● **Exercise instructions**
Recast the rows below as a Markdown table with the columns Number and Line, one line per entry, numbered in order and with blank lines left out. Leave the pictures out of the table.

══ Working data

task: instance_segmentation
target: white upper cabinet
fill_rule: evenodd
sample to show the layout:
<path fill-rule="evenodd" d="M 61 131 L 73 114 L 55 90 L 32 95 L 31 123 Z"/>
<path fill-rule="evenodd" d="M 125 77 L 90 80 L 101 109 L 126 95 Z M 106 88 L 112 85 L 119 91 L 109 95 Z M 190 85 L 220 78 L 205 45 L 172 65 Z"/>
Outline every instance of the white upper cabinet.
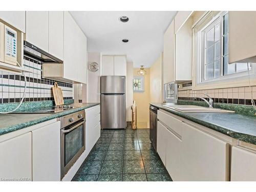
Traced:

════

● **Exercise result**
| Number | Line |
|---|---|
| 1 | task: instance_segmentation |
| 2 | target: white upper cabinet |
| 3 | fill_rule: evenodd |
| 4 | sample to show the layout: |
| 5 | <path fill-rule="evenodd" d="M 61 131 L 73 114 L 55 90 L 32 95 L 31 123 Z"/> |
| 6 | <path fill-rule="evenodd" d="M 125 77 L 90 80 L 101 109 L 126 95 Z M 106 88 L 112 85 L 119 91 L 109 95 Z M 190 85 L 220 78 L 205 45 L 172 65 Z"/> |
| 7 | Outline every instance of the white upper cabinet. |
| 8 | Traced: |